◆ Work request
All entries below are to be set down again exactly as given.

******

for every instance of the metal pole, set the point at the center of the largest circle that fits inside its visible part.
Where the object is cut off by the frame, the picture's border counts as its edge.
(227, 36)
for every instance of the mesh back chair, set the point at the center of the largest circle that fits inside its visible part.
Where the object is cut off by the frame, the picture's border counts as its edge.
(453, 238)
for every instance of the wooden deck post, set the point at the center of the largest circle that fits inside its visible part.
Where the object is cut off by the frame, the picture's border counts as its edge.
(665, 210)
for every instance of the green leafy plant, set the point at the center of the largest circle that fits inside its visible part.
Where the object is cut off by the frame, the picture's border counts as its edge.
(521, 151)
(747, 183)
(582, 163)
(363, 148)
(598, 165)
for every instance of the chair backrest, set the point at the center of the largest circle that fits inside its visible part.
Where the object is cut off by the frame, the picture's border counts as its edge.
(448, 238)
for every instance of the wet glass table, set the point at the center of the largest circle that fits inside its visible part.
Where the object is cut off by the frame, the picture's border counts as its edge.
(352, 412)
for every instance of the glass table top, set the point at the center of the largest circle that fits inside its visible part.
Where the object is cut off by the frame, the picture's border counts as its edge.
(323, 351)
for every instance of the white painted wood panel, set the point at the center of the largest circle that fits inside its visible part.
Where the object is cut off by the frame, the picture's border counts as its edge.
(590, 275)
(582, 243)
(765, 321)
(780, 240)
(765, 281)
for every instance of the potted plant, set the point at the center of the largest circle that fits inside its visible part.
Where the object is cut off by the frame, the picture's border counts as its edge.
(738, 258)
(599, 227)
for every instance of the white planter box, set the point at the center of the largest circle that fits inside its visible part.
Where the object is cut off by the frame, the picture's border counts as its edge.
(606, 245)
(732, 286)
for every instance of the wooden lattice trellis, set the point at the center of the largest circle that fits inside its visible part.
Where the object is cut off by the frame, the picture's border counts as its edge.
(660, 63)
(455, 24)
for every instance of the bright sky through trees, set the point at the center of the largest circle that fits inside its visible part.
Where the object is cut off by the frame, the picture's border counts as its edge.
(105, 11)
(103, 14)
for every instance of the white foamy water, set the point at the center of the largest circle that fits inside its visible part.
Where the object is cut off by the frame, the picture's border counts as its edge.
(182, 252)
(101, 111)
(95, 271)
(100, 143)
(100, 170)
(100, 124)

******

◆ Response
for every instance of the metal pole, set the point at the center of the largest circle that fits inside its visible part.
Where the object is cut off by the frame, the picture's border counts as its edge.
(227, 36)
for every instance of the mesh back chair, set the point at the center of the largest circle that fits inside its visible part.
Where the object is cut off by the frame, the picture's border counts as its edge.
(453, 238)
for every instance of the wooden deck post, set the point at the center of the largest circle that fits inside its visible part.
Where the object is cut off by the frame, the picture's border counts as its edge.
(665, 210)
for every instance of the green leafy plant, set the point at the center of the largest circle that fits inside its visible part.
Where the object is cut off by the frame, the picture's border counts as its edge.
(521, 151)
(747, 183)
(582, 163)
(363, 148)
(598, 165)
for every instance of the chair backrest, set the point at the center of the largest circle that fits inside its visible part.
Where the object is cut off by the frame, the picture's border counts as its edge.
(448, 238)
for every instance of the wet glass table, set the point at the center of the largest circle that fits inside its visible part.
Where the object is cut off by the frame, the picture's border counts as its edge.
(352, 412)
for every instance of the glass table top, set the point at the center of the largest circle that fits inside its visible part.
Where the object is cut off by the frame, the picture's border counts as its edge.
(323, 351)
for every instance of the white painted wood panel, set the point at the center of the largest circle that fits inside its visible part.
Where the object is cut off by the frame, the picture's border counts as its edge.
(590, 275)
(582, 243)
(765, 321)
(780, 240)
(765, 281)
for every instance of the potted plant, set the point at the center of the largest circle that fits inside its visible part.
Where the object is cut off by the frame, the picture's border counts as its edge.
(738, 258)
(599, 227)
for every instance of the white planter box, set the point at the center of the largest circle that fits inside its visible part.
Where the object is cut off by the frame, the picture's border counts as its edge.
(606, 245)
(732, 286)
for every instance of the wooden lattice trellis, set the point at the center of the largest circle that fits inside its visible part.
Where the object is cut off by the frame, the picture's border counts as its edge.
(660, 63)
(455, 24)
for every instance of the bright sky through trees, set the point at the center of the largest circle that fits inside its visible part.
Where the object is cut off by the frame, the picture's border counts as its edge.
(105, 11)
(103, 14)
for every instance of the white foamy water, set the point at the center of the largest circle that fits inside its visible part.
Where the object is cut off by the frame, the picture's border counts as its edge.
(182, 252)
(101, 111)
(95, 271)
(100, 143)
(100, 170)
(100, 124)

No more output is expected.